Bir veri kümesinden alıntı
● ● ● ● ● ● ●

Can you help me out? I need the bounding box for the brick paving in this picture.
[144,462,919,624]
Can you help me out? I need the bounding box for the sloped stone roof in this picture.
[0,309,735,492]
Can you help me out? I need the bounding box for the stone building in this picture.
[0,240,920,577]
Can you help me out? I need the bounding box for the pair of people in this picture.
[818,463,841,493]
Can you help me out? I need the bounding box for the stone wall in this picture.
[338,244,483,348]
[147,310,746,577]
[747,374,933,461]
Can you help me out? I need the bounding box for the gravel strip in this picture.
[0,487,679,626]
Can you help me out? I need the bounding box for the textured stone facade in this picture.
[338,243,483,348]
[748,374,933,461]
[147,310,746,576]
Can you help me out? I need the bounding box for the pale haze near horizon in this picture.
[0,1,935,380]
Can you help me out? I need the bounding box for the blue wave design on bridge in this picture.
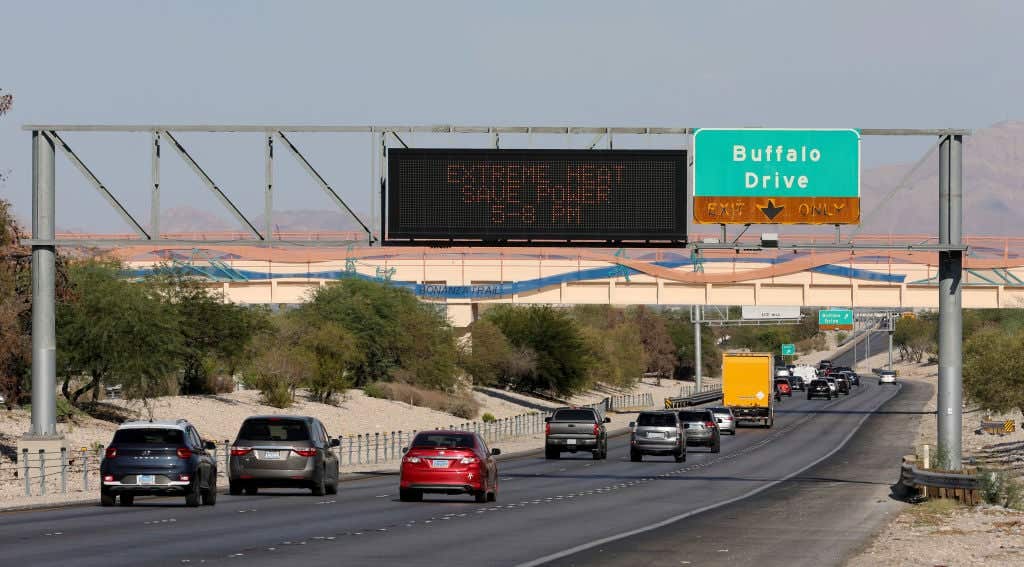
[127,258,906,299]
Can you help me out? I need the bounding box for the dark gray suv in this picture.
[228,416,340,496]
[630,411,686,463]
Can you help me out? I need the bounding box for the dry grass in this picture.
[909,498,964,526]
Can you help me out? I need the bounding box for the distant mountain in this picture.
[58,121,1024,236]
[861,121,1024,236]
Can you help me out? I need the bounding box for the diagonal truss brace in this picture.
[278,131,376,243]
[162,130,266,241]
[45,130,152,241]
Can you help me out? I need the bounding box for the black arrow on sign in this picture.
[761,199,785,220]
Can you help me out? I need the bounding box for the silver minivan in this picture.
[227,416,339,496]
[630,411,686,463]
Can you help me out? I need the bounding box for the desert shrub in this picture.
[364,382,480,420]
[259,381,292,409]
[978,471,1024,510]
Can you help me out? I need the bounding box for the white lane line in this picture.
[516,384,903,567]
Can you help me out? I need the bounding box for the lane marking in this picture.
[516,384,903,567]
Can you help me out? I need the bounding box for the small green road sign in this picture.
[818,309,853,331]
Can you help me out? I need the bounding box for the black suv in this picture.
[833,374,850,396]
[807,379,831,399]
[99,420,217,507]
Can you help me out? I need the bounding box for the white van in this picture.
[793,365,818,386]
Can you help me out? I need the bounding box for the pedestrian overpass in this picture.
[105,233,1024,326]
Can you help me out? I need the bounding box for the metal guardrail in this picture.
[665,386,722,409]
[604,392,654,411]
[979,420,1017,436]
[899,454,983,506]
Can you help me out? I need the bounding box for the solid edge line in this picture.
[516,384,903,567]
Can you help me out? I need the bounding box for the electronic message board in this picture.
[382,148,687,246]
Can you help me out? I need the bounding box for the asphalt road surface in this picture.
[0,370,899,567]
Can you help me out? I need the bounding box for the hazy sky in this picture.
[0,0,1024,231]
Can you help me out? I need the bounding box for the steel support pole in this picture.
[693,306,703,392]
[937,135,964,464]
[263,134,273,246]
[29,131,57,437]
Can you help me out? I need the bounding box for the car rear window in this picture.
[239,418,309,441]
[552,409,596,422]
[114,428,185,445]
[413,433,475,449]
[637,413,676,427]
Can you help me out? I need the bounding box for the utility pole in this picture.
[937,134,964,471]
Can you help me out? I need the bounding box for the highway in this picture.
[0,362,899,567]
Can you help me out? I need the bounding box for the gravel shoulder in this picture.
[0,380,690,510]
[847,356,1024,567]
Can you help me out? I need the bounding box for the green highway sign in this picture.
[818,309,853,330]
[693,128,860,224]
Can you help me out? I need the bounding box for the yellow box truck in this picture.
[722,352,775,427]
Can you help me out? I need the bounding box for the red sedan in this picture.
[398,431,502,503]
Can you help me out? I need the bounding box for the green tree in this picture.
[893,315,939,362]
[56,260,181,406]
[583,321,646,387]
[459,319,515,386]
[964,326,1024,412]
[243,321,316,408]
[628,305,679,383]
[663,309,722,378]
[293,321,364,403]
[146,266,269,395]
[484,305,593,395]
[0,199,32,407]
[300,278,457,390]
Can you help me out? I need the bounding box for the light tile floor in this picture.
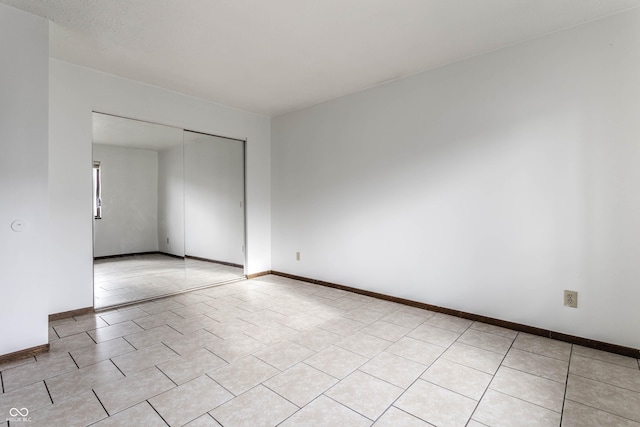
[93,254,244,309]
[0,276,640,427]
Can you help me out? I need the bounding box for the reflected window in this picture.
[93,162,102,219]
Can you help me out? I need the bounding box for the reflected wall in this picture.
[93,113,245,308]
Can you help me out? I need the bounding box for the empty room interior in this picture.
[0,0,640,427]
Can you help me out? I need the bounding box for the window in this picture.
[93,161,102,219]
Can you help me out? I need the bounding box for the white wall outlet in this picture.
[564,289,578,308]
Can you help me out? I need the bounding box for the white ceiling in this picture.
[92,113,183,151]
[0,0,640,116]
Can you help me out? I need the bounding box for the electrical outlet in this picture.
[564,289,578,308]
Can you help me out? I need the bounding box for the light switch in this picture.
[11,219,27,233]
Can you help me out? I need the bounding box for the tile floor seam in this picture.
[565,398,638,423]
[569,372,640,396]
[153,365,180,391]
[467,332,522,424]
[91,389,111,418]
[204,374,236,402]
[560,344,573,425]
[487,388,562,415]
[146,396,171,426]
[67,351,80,369]
[322,392,378,425]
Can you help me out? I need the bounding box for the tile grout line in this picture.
[560,344,573,425]
[467,332,520,424]
[42,380,54,405]
[91,389,111,418]
[370,315,470,423]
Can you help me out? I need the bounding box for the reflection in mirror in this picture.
[93,113,244,308]
[184,131,244,286]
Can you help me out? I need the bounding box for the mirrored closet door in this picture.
[93,113,245,308]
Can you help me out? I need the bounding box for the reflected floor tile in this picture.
[569,354,640,393]
[359,351,427,388]
[513,332,571,361]
[473,389,560,427]
[94,367,175,414]
[0,381,51,420]
[207,356,280,396]
[373,406,431,427]
[264,363,338,407]
[502,348,569,383]
[304,346,369,379]
[210,385,298,427]
[394,380,477,426]
[325,371,404,420]
[94,402,167,427]
[280,396,371,427]
[149,375,233,426]
[442,343,503,375]
[490,366,565,412]
[421,359,493,400]
[566,374,640,422]
[25,390,107,427]
[562,400,640,427]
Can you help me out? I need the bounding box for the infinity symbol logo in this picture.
[9,408,29,417]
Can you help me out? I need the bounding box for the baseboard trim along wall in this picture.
[184,255,244,268]
[0,344,49,365]
[49,307,95,322]
[93,251,185,261]
[270,271,640,359]
[247,270,275,279]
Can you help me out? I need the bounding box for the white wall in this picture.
[158,145,184,257]
[272,9,640,348]
[93,144,158,257]
[0,4,49,355]
[48,60,271,313]
[184,136,244,265]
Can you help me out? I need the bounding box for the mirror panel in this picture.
[184,131,245,285]
[93,113,244,308]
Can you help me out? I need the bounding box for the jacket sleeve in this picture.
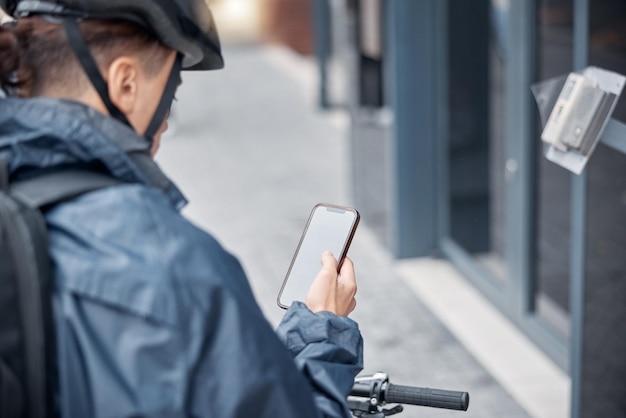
[277,302,363,417]
[183,280,362,418]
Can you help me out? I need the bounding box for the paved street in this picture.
[158,46,556,418]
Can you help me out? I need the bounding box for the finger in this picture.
[321,251,337,273]
[339,257,354,277]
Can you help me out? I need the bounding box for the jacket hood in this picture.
[0,98,187,209]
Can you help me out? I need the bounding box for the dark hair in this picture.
[0,17,170,97]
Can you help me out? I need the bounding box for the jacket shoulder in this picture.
[46,184,252,324]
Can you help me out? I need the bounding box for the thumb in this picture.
[321,251,337,273]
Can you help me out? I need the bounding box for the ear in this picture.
[105,56,139,117]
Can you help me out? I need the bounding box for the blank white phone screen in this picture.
[280,206,357,307]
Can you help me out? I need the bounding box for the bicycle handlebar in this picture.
[384,383,469,411]
[350,373,469,411]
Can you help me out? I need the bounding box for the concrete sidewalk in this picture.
[158,46,568,418]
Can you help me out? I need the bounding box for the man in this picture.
[0,0,362,418]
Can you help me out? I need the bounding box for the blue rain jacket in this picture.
[0,98,362,418]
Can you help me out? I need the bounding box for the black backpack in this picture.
[0,160,119,418]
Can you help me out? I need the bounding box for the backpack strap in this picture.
[0,359,22,417]
[0,158,9,192]
[10,167,122,208]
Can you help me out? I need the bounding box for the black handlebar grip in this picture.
[385,383,469,411]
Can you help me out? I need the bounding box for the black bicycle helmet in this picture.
[0,0,224,70]
[0,0,224,141]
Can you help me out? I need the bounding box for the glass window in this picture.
[534,0,573,337]
[448,0,508,280]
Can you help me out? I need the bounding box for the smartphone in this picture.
[278,203,360,309]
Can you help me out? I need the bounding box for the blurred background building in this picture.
[206,0,626,418]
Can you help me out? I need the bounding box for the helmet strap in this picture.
[144,53,183,142]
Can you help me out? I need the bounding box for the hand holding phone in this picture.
[305,252,356,316]
[278,203,360,310]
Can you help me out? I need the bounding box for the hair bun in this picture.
[0,23,20,88]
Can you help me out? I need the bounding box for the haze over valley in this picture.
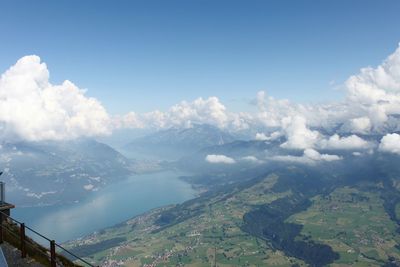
[0,0,400,267]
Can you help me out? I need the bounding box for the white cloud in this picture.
[350,117,372,133]
[242,156,264,163]
[117,97,228,128]
[255,131,282,141]
[281,116,320,149]
[304,148,341,161]
[0,56,111,141]
[320,134,371,150]
[83,184,94,191]
[271,148,342,165]
[206,155,236,164]
[379,133,400,155]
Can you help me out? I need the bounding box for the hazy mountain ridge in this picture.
[124,124,236,160]
[0,139,133,205]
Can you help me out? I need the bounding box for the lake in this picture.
[12,171,196,243]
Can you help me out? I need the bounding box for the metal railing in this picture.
[0,183,6,205]
[0,211,98,267]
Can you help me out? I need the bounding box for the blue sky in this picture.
[0,0,400,114]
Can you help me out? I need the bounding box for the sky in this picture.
[0,0,400,159]
[0,0,400,115]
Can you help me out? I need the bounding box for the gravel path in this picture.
[0,242,44,267]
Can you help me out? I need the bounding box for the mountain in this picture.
[124,124,235,160]
[67,154,400,266]
[0,139,132,206]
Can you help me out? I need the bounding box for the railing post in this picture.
[50,240,56,267]
[20,223,26,258]
[0,212,4,244]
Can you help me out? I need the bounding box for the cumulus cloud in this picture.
[118,97,230,128]
[242,156,264,163]
[271,148,342,165]
[0,43,400,150]
[320,134,371,150]
[350,116,372,134]
[255,131,282,141]
[0,56,111,141]
[281,116,320,149]
[379,133,400,155]
[206,155,236,164]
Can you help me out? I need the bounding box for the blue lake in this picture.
[12,171,196,243]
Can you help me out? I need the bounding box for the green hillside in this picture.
[64,168,400,266]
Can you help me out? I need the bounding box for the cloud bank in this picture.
[0,56,111,141]
[0,44,400,156]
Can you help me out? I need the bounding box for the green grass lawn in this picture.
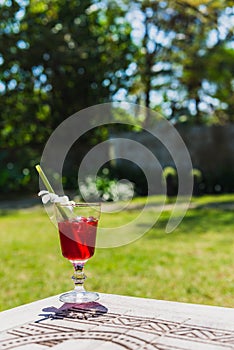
[0,195,234,310]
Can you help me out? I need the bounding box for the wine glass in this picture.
[54,202,101,303]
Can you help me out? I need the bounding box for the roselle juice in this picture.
[58,217,98,261]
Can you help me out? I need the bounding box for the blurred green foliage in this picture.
[0,0,234,194]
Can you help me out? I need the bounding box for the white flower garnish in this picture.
[38,190,75,210]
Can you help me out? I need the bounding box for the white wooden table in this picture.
[0,294,234,350]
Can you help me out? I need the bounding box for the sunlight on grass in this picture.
[0,196,234,310]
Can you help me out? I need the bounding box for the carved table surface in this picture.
[0,294,234,350]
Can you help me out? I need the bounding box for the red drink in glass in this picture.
[58,217,98,261]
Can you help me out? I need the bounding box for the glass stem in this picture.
[72,263,87,292]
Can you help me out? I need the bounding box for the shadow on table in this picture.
[36,302,108,323]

● ● ● ● ● ● ●

## Verilen görev
Yukarıdaki kayıtlarda "highway sign in this picture." geçen satırdan "[398,431,502,503]" geçen satıra kadar uzanan satırları, iki uçtaki satır da dahil olmak üzere, hiç değiştirmeden yeniden yazın.

## Yanıt
Can you help me out? I need the bounding box for the green highway sign in this picture.
[818,309,853,330]
[693,128,860,224]
Can you help me out? I need the bounding box for the yellow box truck in this picture.
[722,352,775,427]
Can you help me out? I need the bounding box for the red sedan in this picture.
[398,431,502,503]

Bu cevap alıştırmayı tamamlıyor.